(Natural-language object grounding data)
^^^^^^^^^^^^^^^^

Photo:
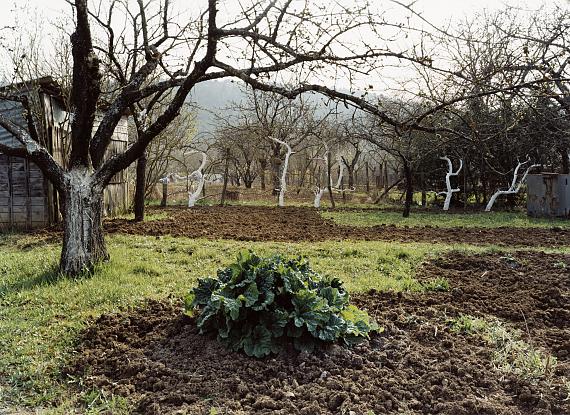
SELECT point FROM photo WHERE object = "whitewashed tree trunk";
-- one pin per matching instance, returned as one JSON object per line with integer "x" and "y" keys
{"x": 449, "y": 193}
{"x": 319, "y": 192}
{"x": 283, "y": 184}
{"x": 82, "y": 208}
{"x": 514, "y": 188}
{"x": 198, "y": 177}
{"x": 340, "y": 174}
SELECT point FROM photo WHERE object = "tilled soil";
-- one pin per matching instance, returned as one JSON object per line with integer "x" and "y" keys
{"x": 254, "y": 223}
{"x": 156, "y": 358}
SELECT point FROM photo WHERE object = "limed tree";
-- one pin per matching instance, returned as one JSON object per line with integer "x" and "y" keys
{"x": 167, "y": 54}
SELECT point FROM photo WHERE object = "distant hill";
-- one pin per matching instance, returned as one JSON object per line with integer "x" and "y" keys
{"x": 216, "y": 96}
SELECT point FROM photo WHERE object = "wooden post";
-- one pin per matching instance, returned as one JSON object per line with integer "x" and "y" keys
{"x": 385, "y": 179}
{"x": 367, "y": 179}
{"x": 424, "y": 194}
{"x": 226, "y": 169}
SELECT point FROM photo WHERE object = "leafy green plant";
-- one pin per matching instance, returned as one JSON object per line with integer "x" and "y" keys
{"x": 259, "y": 305}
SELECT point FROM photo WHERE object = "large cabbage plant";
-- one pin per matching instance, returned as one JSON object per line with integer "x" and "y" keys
{"x": 259, "y": 305}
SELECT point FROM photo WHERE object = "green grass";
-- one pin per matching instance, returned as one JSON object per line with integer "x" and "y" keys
{"x": 511, "y": 354}
{"x": 42, "y": 312}
{"x": 470, "y": 220}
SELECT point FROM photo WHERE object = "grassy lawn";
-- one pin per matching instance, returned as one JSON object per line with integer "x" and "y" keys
{"x": 490, "y": 219}
{"x": 41, "y": 312}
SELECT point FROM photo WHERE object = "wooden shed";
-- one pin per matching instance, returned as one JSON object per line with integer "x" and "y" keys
{"x": 27, "y": 198}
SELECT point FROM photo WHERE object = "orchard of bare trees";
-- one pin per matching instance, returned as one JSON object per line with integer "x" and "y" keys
{"x": 488, "y": 94}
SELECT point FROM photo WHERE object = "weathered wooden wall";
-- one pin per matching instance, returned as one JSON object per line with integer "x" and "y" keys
{"x": 23, "y": 194}
{"x": 27, "y": 198}
{"x": 116, "y": 194}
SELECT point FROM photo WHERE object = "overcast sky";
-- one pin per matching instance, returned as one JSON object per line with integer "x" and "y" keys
{"x": 438, "y": 12}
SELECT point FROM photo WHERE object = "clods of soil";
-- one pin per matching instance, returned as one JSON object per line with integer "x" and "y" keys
{"x": 256, "y": 223}
{"x": 155, "y": 357}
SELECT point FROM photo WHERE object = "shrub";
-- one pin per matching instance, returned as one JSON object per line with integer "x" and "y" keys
{"x": 259, "y": 305}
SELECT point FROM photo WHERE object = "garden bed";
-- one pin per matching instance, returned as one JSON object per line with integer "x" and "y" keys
{"x": 155, "y": 357}
{"x": 255, "y": 223}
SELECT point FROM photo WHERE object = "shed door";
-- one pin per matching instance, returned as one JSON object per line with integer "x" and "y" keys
{"x": 23, "y": 190}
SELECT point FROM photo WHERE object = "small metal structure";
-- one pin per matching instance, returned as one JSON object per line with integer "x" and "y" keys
{"x": 548, "y": 195}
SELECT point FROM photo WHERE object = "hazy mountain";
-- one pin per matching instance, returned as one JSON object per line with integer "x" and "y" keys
{"x": 217, "y": 96}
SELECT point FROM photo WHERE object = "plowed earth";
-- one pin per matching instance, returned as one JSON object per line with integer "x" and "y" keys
{"x": 249, "y": 223}
{"x": 156, "y": 358}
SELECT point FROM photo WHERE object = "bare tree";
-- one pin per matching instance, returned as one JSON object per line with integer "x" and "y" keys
{"x": 273, "y": 35}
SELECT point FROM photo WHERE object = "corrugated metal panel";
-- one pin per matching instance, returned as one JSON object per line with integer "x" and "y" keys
{"x": 23, "y": 196}
{"x": 548, "y": 195}
{"x": 12, "y": 110}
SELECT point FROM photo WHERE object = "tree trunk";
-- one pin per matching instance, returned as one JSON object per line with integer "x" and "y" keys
{"x": 276, "y": 170}
{"x": 424, "y": 192}
{"x": 83, "y": 242}
{"x": 225, "y": 187}
{"x": 140, "y": 188}
{"x": 409, "y": 189}
{"x": 262, "y": 179}
{"x": 329, "y": 180}
{"x": 350, "y": 176}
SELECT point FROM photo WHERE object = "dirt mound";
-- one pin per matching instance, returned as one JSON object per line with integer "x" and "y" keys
{"x": 255, "y": 223}
{"x": 417, "y": 365}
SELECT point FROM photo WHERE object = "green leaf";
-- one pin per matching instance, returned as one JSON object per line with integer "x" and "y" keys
{"x": 202, "y": 293}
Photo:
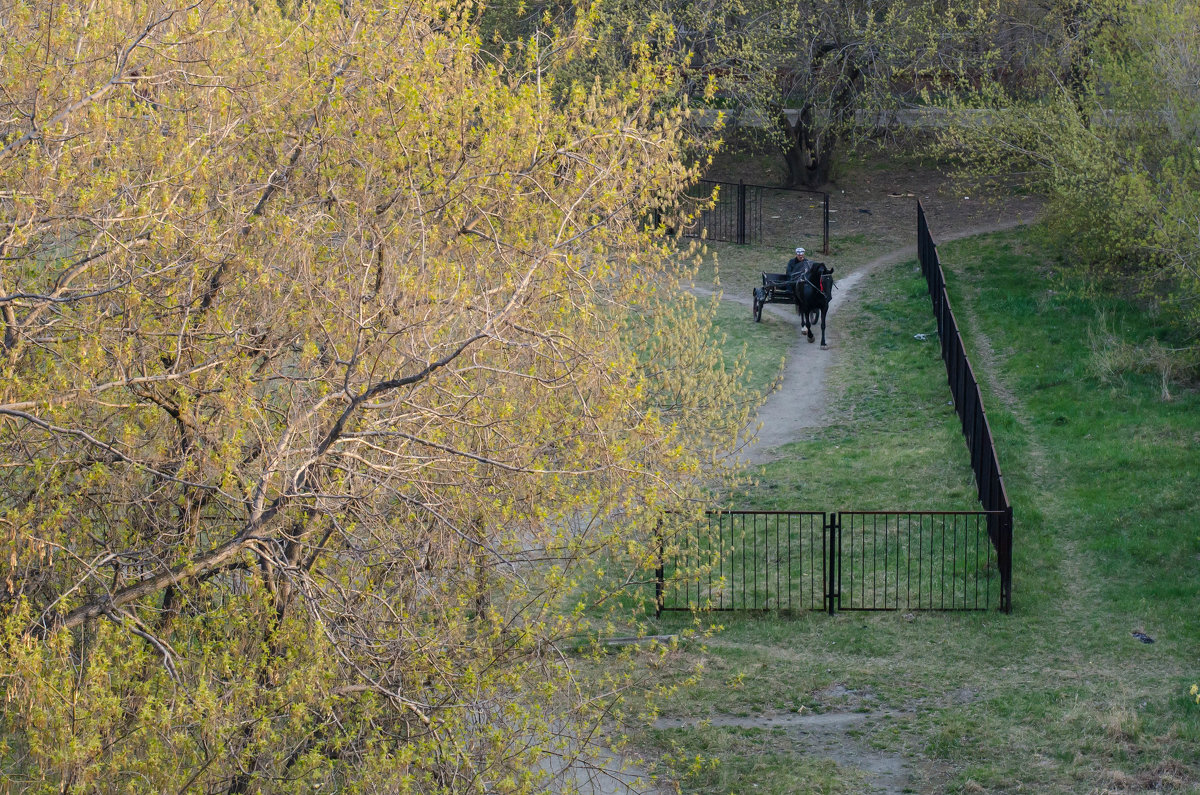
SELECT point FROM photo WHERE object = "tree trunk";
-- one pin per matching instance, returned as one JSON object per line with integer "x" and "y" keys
{"x": 808, "y": 150}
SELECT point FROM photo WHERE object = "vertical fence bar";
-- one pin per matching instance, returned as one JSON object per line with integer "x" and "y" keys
{"x": 825, "y": 225}
{"x": 742, "y": 211}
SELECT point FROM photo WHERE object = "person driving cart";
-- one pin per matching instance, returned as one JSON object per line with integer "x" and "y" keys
{"x": 798, "y": 266}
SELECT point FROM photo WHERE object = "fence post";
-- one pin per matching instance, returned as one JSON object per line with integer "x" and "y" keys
{"x": 742, "y": 211}
{"x": 1006, "y": 561}
{"x": 826, "y": 226}
{"x": 832, "y": 526}
{"x": 659, "y": 572}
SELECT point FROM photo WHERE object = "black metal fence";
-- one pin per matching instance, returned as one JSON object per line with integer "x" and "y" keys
{"x": 856, "y": 560}
{"x": 757, "y": 214}
{"x": 969, "y": 405}
{"x": 795, "y": 561}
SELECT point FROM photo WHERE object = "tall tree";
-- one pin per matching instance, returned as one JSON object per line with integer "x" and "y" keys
{"x": 808, "y": 77}
{"x": 340, "y": 381}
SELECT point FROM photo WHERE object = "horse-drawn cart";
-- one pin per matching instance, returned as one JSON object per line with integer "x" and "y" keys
{"x": 777, "y": 288}
{"x": 809, "y": 291}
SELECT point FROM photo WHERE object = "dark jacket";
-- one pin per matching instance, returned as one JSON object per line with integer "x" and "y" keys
{"x": 798, "y": 268}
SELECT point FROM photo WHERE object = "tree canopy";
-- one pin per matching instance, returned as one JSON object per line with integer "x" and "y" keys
{"x": 1107, "y": 125}
{"x": 341, "y": 389}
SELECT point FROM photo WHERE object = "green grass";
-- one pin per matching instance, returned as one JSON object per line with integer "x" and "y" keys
{"x": 1105, "y": 480}
{"x": 765, "y": 345}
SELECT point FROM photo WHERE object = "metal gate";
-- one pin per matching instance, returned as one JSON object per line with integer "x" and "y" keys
{"x": 851, "y": 560}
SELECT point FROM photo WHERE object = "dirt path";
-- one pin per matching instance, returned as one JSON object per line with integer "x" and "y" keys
{"x": 799, "y": 402}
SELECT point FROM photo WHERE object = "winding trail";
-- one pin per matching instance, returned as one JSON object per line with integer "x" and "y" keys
{"x": 799, "y": 402}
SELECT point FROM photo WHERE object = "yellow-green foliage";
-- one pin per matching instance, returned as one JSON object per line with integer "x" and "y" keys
{"x": 341, "y": 382}
{"x": 1111, "y": 139}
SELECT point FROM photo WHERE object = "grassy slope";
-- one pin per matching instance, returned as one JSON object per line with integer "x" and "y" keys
{"x": 1055, "y": 698}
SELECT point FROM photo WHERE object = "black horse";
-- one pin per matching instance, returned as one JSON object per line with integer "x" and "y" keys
{"x": 813, "y": 297}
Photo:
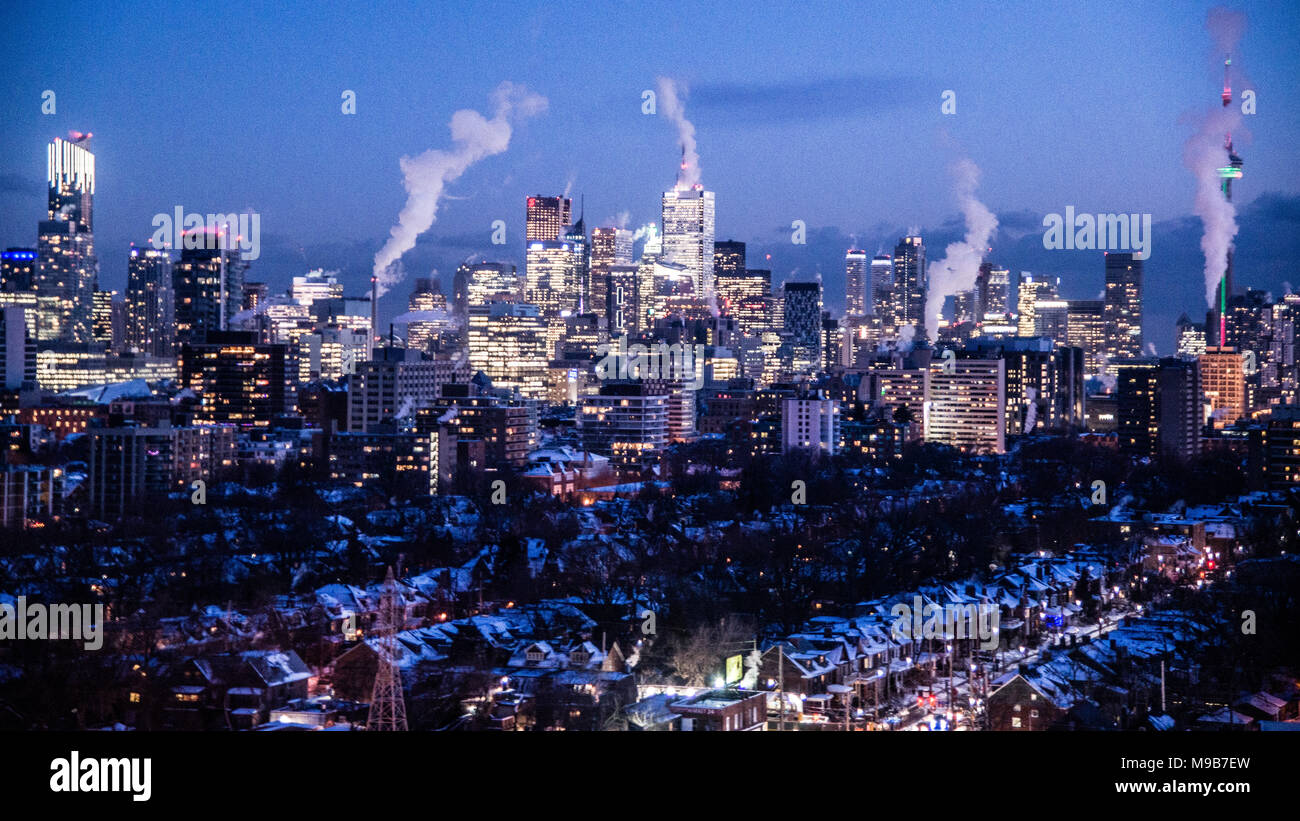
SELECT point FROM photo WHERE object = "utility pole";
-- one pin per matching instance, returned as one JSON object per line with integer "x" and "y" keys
{"x": 388, "y": 706}
{"x": 780, "y": 668}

^^^^^^^^^^^^^^^^

Exercise
Wherever a line holds the word "cart", copy that line out of the entries above.

Response for this exercise
SELECT point FROM photo WHERE object = "person driving cart";
SELECT point FROM photo WHERE object = "horse-drawn cart";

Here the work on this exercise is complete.